_Problem statement:_ Copy out each of the lines below word for word, keeping them in their original order.

_Provided data:_
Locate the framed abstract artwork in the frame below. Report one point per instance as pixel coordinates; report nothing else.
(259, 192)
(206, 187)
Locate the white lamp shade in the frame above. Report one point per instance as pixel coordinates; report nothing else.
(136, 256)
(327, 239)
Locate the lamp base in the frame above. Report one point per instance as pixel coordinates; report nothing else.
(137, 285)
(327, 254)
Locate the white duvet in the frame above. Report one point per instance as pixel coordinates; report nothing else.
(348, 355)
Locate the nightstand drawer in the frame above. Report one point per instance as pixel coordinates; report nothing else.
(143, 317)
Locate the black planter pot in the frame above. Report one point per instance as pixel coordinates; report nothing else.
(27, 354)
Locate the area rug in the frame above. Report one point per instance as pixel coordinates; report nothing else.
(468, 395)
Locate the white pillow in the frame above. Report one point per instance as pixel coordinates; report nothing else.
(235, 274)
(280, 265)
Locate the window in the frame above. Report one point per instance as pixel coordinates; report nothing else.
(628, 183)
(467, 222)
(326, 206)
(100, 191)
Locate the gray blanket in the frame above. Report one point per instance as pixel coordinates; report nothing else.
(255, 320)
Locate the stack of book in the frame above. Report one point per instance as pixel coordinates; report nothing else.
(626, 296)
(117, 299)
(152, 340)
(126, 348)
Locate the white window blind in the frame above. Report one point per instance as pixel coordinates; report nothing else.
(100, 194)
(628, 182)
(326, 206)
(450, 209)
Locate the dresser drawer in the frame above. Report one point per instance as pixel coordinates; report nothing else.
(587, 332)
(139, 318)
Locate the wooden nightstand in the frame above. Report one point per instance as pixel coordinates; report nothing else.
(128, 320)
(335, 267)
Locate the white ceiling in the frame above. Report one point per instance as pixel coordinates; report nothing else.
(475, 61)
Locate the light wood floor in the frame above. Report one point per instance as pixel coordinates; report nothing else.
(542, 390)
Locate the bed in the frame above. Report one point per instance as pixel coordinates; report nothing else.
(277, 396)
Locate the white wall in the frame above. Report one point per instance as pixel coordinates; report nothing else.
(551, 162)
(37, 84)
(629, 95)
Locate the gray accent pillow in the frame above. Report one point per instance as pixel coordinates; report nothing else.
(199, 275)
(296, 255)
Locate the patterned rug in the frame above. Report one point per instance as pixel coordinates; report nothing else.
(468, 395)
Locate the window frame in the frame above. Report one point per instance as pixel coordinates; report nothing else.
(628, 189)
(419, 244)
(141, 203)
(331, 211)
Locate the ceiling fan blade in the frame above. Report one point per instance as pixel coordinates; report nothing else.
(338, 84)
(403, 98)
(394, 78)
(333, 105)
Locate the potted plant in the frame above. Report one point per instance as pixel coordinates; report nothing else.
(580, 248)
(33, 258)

_Answer to this task:_
Locate the framed abstract artwork in the frame below. Report one point per instance as pixel coordinates; report nothing else.
(259, 192)
(206, 187)
Locate the white lamp shade in the frame above. Report one point per instance as pixel coordinates; report nothing else.
(136, 256)
(327, 239)
Locate the lamp base in the frame above. Report one point per instance as pixel coordinates; report nothing else.
(137, 285)
(327, 254)
Locate the white duvet in the frame above. Report one point per instance as pixel coordinates; report nothing else.
(348, 355)
Locate the nightstand drawer in the frame above. Report one point per instance as pixel coordinates; report nothing else.
(143, 317)
Locate the black planter pot in the frame above. Report one point per instance as pixel coordinates; report nothing else.
(27, 354)
Locate the area rug in the frame above. Report one point per instance as pixel coordinates; report nothing else.
(468, 395)
Locate the white pillow in the frame above. Report one point per instance as pixel coordinates; report nothing else.
(235, 274)
(280, 265)
Locate the window in the frame above. Report one point per instance as pixel coordinates; report nothing else.
(628, 183)
(467, 222)
(326, 206)
(100, 191)
Locate the gray blanket in the frame above. Report one point per instance as pixel coordinates; report nothing else.
(255, 320)
Locate the stack of book in the frame above. Report one point per instance as pixel coordinates; report nothing else.
(626, 296)
(117, 299)
(152, 340)
(126, 348)
Locate the white window blind in the frame above. Report one point per instance as pixel coordinates; report nothing else.
(100, 194)
(628, 182)
(326, 206)
(450, 209)
Locate the dresser drawer in the frame above. Report one point per instance as pixel coordinates; report nothing else.
(587, 332)
(139, 318)
Locate the wooden nightstand in the frame above. Report one point per instance as pixel coordinates; report nothing else.
(128, 320)
(335, 267)
Locate the white ceiling in the frame above. Report one point per instance as pixel coordinates; report nothing else.
(475, 61)
Locate the light wood floor in the frame above. Report one point per instance as pixel coordinates; report nothing else.
(542, 390)
Locate the bed in the frame above. Report one point per instance as pixel coordinates; report nothing else.
(277, 396)
Locate the white wall in the frame above. Report one point per instance as pixel coordinates; report nothing else.
(551, 162)
(37, 84)
(629, 95)
Locate the gray accent pillow in the frame above. Report one point per instance as pixel coordinates; report nothing else.
(199, 275)
(296, 255)
Locate the patterned rug in the frame above. Report one point per instance as pixel coordinates; report nothing else.
(468, 395)
Locate the window frame in the frame above. Report one point per instance as pixel coordinates; report nothing else.
(628, 189)
(419, 244)
(141, 203)
(331, 211)
Locate the ceiling fan blade in the frame above. Report one point per instance as pixel coordinates; report nothing else.
(338, 84)
(403, 98)
(394, 78)
(333, 105)
Locate the potted plant in the frame above. Report one point per instance as pixel coordinates; report nothing else.
(580, 248)
(33, 258)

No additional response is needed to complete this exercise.